*What the task asks*: Give only the number of lines in the records below that contain the string "wall", with case counting.

Extracted data entries:
☆ ☆ ☆ ☆ ☆
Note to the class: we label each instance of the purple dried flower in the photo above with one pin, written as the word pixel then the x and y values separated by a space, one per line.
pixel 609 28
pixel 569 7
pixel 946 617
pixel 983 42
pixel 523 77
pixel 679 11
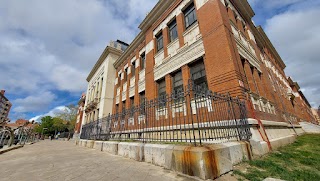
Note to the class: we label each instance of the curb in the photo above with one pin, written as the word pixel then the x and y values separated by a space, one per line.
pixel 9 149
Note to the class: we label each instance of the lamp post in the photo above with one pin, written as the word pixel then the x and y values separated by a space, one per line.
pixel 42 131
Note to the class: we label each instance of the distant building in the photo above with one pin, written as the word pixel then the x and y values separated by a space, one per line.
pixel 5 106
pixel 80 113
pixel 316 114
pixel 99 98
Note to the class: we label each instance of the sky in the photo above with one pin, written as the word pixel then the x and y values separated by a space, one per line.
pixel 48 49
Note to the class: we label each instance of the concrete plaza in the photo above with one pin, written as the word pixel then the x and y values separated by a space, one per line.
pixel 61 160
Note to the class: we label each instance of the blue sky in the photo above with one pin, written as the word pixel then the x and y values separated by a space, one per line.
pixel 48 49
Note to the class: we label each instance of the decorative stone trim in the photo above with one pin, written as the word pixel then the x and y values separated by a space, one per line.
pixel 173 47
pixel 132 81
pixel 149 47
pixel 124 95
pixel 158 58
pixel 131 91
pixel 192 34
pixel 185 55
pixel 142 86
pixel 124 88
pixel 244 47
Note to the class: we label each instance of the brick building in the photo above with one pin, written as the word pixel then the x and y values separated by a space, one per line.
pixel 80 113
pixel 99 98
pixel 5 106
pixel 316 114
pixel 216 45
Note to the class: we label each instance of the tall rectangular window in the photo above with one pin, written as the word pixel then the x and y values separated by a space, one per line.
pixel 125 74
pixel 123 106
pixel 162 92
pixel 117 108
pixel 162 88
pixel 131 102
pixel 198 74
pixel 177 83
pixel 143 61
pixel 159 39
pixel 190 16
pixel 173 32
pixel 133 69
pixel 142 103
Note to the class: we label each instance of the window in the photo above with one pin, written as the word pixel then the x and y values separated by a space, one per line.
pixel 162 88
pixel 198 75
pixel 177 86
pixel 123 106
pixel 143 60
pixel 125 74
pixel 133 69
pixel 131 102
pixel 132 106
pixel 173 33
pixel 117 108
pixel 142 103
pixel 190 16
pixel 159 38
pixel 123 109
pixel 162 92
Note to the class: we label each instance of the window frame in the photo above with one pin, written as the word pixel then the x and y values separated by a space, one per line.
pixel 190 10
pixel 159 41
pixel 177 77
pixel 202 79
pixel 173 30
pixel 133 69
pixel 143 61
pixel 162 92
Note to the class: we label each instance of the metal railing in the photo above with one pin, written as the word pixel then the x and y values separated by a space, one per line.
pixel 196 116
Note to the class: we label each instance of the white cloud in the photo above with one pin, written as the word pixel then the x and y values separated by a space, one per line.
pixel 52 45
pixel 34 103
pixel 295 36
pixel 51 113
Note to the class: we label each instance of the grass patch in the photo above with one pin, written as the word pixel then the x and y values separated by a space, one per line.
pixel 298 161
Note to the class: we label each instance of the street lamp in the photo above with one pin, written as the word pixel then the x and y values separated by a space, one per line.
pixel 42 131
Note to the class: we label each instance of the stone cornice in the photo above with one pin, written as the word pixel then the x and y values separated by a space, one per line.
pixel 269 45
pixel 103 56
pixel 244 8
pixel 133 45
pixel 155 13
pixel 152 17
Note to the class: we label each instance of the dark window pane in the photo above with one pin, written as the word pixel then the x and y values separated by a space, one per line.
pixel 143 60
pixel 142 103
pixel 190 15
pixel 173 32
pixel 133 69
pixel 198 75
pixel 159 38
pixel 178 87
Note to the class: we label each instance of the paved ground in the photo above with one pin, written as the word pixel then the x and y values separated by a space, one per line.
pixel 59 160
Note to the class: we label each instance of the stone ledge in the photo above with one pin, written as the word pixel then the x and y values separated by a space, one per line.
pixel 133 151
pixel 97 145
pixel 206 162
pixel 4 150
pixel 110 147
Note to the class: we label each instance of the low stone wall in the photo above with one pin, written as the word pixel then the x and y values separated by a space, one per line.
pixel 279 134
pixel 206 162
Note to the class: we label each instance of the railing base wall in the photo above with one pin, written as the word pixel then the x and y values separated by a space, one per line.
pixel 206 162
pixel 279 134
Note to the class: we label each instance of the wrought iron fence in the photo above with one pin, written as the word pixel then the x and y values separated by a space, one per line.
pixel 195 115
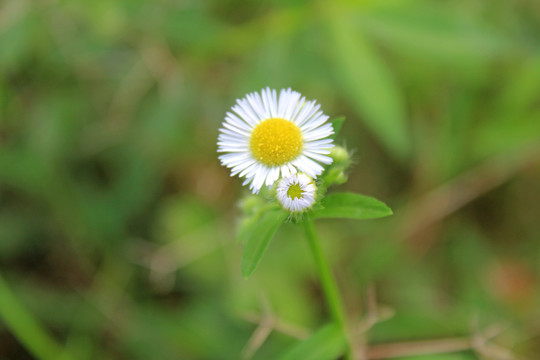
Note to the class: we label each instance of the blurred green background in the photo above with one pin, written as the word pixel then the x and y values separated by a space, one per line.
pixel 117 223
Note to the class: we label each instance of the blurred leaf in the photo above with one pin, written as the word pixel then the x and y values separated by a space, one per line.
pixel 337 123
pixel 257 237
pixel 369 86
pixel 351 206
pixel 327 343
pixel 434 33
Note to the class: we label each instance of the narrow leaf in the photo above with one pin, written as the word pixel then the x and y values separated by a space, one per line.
☆ ☆ ☆ ☆ ☆
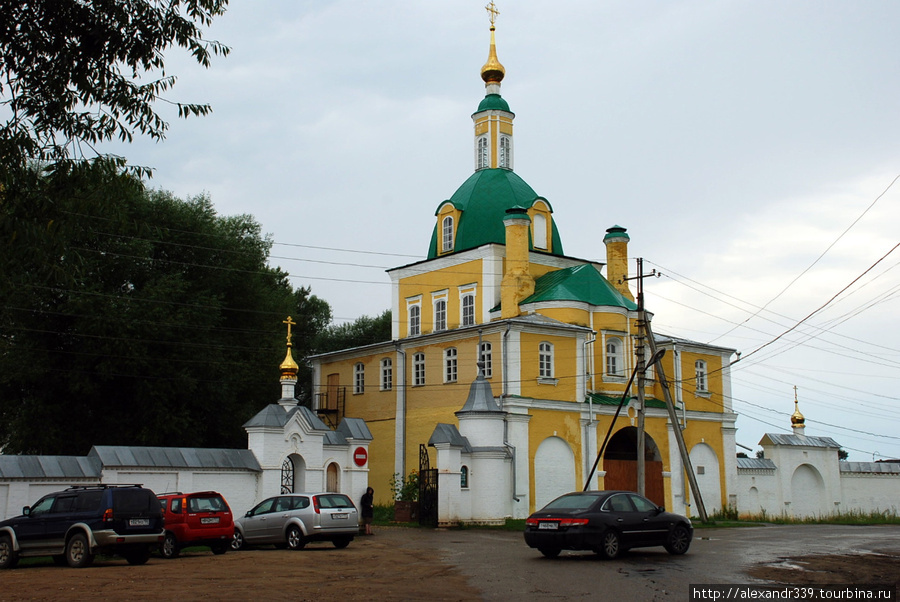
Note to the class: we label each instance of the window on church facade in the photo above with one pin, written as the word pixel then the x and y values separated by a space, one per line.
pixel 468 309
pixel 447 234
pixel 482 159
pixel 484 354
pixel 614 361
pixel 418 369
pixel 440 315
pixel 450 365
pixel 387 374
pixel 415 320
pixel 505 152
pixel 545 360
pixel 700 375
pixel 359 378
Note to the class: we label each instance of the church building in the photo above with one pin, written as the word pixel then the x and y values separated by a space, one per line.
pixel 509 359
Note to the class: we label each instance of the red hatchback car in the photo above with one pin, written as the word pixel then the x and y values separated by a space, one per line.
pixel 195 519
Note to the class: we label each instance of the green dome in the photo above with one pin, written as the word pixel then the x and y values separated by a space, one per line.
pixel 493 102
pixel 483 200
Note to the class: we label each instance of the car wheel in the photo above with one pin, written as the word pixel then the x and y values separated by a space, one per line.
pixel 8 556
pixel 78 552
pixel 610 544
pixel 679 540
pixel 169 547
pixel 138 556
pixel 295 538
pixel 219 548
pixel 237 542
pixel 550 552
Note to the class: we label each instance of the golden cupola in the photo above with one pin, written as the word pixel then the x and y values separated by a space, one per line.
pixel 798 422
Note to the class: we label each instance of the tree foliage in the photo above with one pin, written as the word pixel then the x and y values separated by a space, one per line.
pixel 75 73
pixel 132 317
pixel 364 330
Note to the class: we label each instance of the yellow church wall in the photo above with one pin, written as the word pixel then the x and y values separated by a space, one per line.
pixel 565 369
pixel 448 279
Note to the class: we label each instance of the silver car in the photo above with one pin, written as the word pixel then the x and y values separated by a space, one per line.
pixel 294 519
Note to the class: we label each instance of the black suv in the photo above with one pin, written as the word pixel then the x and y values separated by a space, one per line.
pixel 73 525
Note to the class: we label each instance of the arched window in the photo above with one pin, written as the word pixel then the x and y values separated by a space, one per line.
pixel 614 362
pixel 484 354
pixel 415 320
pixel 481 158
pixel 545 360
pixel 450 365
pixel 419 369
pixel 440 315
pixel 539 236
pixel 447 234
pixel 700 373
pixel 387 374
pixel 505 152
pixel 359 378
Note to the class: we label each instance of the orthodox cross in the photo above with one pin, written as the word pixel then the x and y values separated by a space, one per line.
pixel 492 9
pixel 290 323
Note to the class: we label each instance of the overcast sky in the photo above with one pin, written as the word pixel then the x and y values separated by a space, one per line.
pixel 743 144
☆ ☆ ☆ ☆ ☆
*Result of this exercise*: 3